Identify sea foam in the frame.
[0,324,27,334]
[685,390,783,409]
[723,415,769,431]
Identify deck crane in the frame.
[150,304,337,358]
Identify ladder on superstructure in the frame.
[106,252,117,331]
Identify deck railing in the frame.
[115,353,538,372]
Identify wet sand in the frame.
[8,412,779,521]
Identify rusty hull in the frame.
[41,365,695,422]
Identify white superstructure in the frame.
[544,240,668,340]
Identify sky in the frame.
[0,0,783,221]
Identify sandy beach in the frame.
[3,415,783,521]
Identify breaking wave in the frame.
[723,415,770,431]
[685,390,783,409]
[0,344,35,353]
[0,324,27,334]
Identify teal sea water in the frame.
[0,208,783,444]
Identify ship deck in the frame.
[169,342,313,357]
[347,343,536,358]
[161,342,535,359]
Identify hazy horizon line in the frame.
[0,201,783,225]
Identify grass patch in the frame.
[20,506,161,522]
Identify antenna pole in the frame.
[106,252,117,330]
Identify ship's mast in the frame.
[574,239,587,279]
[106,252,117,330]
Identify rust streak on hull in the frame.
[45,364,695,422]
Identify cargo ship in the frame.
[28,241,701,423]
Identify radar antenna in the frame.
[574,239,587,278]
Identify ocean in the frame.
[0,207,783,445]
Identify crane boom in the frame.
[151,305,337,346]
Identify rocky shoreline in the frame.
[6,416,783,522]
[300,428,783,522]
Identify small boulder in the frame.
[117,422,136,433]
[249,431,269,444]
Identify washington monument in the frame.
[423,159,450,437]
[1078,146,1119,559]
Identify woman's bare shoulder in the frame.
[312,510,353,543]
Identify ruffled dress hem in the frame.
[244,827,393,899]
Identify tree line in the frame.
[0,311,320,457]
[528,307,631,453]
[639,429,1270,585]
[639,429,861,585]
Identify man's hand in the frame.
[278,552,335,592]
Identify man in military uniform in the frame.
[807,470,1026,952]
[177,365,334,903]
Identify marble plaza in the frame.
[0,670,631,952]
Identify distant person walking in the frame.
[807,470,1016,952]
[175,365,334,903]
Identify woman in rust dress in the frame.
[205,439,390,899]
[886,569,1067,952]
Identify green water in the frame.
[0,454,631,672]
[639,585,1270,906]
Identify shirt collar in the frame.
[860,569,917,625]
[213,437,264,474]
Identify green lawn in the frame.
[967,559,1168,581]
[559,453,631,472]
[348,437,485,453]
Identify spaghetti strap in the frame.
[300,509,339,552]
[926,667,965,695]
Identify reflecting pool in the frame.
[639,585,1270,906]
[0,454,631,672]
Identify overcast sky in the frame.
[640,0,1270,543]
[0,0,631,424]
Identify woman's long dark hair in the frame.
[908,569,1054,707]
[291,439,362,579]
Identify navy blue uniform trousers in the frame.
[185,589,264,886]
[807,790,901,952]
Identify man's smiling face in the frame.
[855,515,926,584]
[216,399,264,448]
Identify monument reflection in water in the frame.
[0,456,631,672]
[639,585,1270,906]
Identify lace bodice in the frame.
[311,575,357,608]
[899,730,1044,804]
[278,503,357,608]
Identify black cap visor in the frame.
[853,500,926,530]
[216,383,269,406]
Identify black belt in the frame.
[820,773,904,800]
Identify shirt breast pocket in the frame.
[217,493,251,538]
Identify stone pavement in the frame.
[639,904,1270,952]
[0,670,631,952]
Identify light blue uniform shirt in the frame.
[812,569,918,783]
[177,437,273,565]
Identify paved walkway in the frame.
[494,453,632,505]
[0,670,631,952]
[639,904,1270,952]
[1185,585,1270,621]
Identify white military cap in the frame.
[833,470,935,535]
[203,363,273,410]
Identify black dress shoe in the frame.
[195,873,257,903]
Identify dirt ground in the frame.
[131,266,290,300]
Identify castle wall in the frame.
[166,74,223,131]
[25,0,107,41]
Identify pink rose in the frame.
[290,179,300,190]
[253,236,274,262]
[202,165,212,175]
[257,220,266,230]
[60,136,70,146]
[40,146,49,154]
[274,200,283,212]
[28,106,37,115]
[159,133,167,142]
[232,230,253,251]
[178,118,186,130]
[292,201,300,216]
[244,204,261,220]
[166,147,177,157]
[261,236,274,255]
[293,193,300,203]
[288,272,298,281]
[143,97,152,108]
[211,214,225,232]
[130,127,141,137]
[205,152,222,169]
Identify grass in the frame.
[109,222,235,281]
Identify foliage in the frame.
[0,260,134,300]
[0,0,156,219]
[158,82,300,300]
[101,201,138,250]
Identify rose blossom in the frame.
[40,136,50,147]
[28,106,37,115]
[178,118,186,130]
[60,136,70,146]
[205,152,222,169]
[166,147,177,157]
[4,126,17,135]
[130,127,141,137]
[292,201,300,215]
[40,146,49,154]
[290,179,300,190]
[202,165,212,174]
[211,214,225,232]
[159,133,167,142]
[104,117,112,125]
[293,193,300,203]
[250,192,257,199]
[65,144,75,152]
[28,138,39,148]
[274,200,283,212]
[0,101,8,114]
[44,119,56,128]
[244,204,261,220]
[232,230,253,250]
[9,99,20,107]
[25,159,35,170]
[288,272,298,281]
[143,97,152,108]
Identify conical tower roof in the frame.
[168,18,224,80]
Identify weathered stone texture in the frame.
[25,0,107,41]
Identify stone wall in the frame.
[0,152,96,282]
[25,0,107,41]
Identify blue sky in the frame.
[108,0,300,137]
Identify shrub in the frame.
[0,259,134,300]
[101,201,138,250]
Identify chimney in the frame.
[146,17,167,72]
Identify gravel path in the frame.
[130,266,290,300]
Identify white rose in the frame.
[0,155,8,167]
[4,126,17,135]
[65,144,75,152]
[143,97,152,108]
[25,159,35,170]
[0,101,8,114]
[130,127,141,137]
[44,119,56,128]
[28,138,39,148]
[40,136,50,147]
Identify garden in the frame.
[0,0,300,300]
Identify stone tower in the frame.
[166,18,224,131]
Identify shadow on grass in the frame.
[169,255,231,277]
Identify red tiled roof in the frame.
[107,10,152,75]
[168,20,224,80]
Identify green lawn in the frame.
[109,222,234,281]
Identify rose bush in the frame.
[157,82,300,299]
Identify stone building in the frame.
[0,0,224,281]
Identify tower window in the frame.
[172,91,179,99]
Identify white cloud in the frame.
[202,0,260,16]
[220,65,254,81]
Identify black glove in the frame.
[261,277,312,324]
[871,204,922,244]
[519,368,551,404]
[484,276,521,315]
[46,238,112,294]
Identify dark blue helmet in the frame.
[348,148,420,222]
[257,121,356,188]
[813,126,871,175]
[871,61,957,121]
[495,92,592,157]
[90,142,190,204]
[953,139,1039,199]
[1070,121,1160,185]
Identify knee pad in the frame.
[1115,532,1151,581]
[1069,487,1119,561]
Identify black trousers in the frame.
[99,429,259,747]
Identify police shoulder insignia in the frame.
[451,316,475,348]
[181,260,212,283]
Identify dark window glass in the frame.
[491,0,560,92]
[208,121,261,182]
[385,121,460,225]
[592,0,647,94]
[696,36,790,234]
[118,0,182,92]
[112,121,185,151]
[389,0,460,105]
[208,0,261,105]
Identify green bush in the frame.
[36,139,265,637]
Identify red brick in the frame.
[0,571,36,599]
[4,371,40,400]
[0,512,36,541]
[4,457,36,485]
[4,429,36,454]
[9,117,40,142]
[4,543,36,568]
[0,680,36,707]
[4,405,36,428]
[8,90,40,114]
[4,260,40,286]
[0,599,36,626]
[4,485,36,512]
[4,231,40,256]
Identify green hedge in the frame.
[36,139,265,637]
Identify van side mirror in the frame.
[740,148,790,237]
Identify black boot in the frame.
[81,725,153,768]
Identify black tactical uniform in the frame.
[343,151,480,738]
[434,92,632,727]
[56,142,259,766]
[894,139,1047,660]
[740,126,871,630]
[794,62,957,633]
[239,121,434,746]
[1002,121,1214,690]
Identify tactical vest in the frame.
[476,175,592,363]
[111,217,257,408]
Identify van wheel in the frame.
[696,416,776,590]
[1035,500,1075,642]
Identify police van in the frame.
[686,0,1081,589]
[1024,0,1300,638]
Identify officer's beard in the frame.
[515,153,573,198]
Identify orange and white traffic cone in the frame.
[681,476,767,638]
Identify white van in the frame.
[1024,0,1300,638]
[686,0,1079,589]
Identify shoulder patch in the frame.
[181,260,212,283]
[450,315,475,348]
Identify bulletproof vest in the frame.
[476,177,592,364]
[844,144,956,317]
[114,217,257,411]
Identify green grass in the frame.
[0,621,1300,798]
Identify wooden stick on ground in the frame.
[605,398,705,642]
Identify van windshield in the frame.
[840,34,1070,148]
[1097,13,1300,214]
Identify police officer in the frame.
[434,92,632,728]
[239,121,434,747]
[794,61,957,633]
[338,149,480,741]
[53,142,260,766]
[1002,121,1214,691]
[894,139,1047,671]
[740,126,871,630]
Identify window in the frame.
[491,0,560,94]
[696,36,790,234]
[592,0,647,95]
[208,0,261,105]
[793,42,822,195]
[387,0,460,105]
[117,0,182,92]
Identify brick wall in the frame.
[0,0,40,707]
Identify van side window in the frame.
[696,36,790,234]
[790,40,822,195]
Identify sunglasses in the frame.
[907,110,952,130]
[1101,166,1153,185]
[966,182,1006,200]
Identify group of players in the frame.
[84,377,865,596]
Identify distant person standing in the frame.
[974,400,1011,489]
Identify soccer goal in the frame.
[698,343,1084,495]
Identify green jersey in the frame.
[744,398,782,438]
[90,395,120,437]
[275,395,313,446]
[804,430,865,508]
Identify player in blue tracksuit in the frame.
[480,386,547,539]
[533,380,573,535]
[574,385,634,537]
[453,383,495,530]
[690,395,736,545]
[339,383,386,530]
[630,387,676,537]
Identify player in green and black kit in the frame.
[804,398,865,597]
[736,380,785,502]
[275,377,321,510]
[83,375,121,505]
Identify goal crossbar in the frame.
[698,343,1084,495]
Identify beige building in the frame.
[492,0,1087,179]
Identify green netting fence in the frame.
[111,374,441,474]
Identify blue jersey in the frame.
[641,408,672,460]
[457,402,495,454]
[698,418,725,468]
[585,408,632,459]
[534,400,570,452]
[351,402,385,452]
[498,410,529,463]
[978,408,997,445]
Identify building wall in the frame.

-=-=-

* **Required task**: Copy the records word for word, starting with the first line and going on through the line that contains "[0,208,783,444]".

* **Full response**:
Identify sea foam in the frame.
[0,324,27,334]
[685,390,783,409]
[723,415,769,431]
Identify deck crane in the frame.
[150,304,337,358]
Identify ladder on superstructure in the frame.
[106,252,117,331]
Identify deck railing in the frame.
[115,353,538,372]
Identify wet sand in the frame.
[8,412,779,521]
Identify rusty hull in the frame.
[41,365,695,422]
Identify white superstructure in the frame.
[544,240,668,340]
Identify sky in the frame.
[0,0,783,221]
Identify sandy beach in the frame.
[3,415,783,521]
Identify breaking wave in the frame.
[723,415,770,431]
[685,390,783,409]
[0,344,35,353]
[0,324,27,334]
Identify teal sea water in the frame.
[0,208,783,444]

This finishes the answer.